> **Given problem**
How many lines in the records below contain the word "frame"? Case counts, and the reply should be only the number.

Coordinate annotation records
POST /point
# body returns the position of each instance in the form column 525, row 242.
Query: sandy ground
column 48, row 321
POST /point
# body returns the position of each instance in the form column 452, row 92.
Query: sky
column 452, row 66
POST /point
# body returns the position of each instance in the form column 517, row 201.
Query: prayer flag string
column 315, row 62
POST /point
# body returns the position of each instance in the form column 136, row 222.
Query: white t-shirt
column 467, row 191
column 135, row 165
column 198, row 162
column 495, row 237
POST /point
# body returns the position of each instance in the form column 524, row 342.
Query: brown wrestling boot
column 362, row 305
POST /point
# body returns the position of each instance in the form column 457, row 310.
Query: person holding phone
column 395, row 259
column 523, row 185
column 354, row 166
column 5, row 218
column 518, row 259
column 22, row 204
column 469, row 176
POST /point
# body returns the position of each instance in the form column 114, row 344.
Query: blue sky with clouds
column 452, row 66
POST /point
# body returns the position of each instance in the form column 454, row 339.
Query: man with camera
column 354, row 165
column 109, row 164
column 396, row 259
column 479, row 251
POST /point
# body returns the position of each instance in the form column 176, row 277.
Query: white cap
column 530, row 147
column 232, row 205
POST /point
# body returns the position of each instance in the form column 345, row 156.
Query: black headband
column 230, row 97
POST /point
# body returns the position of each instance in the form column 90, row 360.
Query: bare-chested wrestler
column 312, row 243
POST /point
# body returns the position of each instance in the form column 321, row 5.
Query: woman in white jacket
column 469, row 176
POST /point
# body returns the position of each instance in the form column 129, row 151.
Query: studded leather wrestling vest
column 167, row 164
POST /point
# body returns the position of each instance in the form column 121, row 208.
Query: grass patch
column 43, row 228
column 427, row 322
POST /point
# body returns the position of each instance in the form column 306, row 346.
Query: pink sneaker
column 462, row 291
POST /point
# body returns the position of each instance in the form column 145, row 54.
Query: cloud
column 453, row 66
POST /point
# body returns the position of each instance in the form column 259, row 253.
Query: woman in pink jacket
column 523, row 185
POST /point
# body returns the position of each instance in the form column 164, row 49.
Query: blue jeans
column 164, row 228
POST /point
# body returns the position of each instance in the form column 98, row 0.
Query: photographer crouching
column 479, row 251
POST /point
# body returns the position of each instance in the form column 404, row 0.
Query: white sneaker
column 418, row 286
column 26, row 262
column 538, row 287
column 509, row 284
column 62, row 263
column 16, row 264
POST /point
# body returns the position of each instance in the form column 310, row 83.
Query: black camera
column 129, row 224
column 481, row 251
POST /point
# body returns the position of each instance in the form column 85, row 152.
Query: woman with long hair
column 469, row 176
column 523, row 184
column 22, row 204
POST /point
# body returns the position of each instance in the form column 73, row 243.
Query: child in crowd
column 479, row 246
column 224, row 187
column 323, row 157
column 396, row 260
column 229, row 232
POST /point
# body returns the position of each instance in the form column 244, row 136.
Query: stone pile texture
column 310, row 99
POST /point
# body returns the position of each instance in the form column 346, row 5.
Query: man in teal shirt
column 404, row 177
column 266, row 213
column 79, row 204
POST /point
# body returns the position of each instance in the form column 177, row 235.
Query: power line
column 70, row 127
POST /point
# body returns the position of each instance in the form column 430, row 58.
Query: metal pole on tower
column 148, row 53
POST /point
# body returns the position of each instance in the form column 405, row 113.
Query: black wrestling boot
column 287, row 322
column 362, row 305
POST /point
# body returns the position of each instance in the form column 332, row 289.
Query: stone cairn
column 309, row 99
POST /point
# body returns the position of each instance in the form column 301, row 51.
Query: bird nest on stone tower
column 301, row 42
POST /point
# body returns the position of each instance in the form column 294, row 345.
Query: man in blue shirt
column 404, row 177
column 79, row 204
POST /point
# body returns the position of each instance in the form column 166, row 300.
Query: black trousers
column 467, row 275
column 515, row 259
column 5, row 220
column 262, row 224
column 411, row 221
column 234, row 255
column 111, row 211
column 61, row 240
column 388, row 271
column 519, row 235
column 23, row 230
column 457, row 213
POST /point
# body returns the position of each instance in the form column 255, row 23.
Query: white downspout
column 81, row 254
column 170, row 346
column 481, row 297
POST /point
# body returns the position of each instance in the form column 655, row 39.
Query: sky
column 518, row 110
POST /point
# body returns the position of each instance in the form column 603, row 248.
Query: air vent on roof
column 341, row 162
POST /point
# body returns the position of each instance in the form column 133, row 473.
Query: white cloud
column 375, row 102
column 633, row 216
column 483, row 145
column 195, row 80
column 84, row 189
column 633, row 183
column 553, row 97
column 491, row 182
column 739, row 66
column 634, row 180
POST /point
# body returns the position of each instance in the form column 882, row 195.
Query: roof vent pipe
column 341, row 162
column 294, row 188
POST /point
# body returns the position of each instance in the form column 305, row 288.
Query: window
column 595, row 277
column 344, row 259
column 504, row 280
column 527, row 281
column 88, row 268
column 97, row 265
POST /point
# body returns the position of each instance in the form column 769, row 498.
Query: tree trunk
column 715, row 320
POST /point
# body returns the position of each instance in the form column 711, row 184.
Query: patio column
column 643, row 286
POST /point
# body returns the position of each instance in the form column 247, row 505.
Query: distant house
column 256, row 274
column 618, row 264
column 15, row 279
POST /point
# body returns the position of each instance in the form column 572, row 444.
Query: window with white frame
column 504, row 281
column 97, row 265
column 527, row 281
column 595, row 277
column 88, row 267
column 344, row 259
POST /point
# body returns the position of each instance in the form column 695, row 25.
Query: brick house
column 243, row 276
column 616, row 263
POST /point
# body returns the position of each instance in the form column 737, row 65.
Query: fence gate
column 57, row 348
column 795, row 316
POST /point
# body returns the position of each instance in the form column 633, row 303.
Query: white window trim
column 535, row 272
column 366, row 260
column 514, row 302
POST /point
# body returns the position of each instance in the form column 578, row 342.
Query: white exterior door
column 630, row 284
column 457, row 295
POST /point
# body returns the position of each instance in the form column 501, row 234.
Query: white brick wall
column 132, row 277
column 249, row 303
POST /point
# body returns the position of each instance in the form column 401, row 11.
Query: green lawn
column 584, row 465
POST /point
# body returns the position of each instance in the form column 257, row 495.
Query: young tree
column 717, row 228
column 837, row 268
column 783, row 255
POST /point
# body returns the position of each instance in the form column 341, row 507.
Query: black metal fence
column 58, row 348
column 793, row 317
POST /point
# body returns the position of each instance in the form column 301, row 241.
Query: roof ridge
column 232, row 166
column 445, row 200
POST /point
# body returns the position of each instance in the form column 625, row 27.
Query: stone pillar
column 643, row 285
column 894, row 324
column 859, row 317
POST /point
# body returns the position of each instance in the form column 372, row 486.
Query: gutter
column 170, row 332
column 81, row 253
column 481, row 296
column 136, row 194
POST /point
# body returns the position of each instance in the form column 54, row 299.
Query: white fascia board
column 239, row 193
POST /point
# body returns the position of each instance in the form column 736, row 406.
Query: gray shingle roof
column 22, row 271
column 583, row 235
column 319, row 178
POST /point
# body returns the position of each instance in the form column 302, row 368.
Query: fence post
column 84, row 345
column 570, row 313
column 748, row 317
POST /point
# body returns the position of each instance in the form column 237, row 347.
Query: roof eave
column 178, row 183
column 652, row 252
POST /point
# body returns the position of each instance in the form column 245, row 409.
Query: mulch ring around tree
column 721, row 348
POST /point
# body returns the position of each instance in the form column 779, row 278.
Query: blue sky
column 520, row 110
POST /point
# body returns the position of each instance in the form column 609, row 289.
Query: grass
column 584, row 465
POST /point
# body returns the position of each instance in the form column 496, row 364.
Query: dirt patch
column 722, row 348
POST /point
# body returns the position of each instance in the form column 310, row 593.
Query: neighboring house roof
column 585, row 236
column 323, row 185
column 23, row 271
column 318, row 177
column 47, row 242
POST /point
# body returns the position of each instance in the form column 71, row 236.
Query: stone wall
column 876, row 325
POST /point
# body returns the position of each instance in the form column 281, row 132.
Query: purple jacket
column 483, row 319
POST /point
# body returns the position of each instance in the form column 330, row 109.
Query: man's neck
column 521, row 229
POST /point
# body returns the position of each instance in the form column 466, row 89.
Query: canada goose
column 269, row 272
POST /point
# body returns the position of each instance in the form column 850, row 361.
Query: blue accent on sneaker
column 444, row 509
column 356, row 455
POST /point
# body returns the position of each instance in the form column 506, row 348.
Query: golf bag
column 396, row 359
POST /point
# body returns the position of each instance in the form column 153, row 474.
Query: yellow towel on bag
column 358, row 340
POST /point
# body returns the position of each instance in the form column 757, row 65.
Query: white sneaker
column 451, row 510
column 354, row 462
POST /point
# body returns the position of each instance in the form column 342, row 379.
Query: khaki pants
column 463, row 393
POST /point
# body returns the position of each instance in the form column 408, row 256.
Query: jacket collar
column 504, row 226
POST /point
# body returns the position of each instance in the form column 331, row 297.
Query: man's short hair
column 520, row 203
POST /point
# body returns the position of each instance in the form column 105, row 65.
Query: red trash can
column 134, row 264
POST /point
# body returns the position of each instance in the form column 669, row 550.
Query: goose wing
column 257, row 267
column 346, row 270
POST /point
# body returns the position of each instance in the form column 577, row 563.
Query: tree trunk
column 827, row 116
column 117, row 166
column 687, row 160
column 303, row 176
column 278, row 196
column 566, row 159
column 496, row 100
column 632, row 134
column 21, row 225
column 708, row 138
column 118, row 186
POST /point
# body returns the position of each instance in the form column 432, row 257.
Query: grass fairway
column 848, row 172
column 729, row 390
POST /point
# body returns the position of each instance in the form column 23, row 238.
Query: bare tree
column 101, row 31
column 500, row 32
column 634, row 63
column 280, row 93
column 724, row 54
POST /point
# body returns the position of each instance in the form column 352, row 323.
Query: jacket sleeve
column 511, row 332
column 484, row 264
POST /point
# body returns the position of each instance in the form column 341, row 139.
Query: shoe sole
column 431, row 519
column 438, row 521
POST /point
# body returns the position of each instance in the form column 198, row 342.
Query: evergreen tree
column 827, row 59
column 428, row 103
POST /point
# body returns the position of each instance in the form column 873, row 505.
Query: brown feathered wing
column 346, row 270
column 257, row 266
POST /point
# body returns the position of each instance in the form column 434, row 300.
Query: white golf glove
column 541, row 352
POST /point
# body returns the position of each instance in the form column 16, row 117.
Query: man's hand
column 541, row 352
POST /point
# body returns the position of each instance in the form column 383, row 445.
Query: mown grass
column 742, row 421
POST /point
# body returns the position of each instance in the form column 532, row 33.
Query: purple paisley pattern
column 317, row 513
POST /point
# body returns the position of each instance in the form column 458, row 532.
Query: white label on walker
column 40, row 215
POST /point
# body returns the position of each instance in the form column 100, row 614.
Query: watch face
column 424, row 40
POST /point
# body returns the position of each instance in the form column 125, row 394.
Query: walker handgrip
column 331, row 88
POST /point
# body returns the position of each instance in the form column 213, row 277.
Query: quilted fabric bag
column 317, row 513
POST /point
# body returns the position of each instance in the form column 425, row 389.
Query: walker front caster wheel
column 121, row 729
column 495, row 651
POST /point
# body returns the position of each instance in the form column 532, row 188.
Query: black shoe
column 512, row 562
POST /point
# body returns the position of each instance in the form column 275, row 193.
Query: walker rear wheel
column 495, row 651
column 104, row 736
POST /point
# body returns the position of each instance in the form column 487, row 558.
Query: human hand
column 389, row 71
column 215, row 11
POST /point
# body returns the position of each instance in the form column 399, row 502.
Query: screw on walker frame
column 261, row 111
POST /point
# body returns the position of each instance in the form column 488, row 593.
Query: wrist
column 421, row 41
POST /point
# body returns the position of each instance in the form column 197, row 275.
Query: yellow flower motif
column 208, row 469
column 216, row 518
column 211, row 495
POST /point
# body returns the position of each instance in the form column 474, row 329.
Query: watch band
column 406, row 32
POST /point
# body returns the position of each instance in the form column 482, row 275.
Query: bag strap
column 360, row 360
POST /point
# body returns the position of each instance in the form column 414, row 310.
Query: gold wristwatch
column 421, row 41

> **The reply**
2